EXERCISE AIM:
Render the lines from the one containing "[indicate] white pickup" through the last line as a Markdown table with the columns No. and Line, skipping any blank lines.

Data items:

-------------------------

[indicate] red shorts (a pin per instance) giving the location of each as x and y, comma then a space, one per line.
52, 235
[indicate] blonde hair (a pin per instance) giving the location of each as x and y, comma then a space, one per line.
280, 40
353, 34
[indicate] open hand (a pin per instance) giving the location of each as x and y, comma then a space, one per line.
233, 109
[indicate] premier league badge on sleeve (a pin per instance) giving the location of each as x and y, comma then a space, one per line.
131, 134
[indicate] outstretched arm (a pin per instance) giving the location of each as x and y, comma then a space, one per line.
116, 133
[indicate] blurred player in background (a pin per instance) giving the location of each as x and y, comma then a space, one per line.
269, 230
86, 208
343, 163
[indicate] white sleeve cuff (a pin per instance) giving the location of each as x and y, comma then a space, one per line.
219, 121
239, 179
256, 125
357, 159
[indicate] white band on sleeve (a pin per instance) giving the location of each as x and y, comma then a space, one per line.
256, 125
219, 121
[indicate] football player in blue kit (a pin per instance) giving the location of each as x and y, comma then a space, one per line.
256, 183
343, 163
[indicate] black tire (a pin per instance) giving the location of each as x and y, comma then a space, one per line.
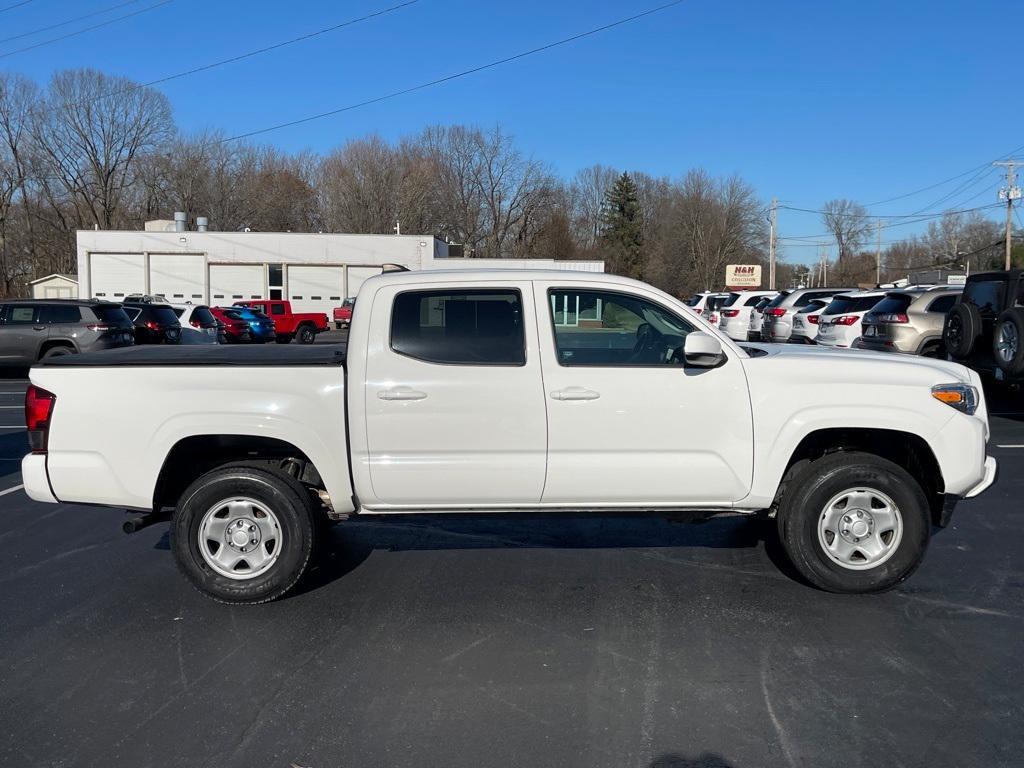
57, 351
289, 502
1008, 341
962, 330
804, 504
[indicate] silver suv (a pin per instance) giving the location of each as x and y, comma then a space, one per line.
777, 323
908, 321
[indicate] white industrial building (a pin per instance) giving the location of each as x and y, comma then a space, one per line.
314, 270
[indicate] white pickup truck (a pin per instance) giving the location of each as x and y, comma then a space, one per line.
510, 391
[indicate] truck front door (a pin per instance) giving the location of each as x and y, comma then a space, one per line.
454, 402
628, 423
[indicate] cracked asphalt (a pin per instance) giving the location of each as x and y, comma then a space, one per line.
529, 641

-------------------------

RESPONSE BELOW:
| No. | Line |
|---|---|
| 1 | [indicate] white pickup truck (a pin per instance) giving the location of each as x and y, comma then a space, one per line. |
| 2 | 510, 391 |
| 3 | [indicate] truck front door (a pin per instance) giving the location of each as x and y, comma then a space, one per line. |
| 4 | 454, 402 |
| 5 | 628, 423 |
| 6 | [indicate] cracked asphalt (a pin per instance) giving the location of each as x and y, comma then a space, one per line. |
| 7 | 529, 641 |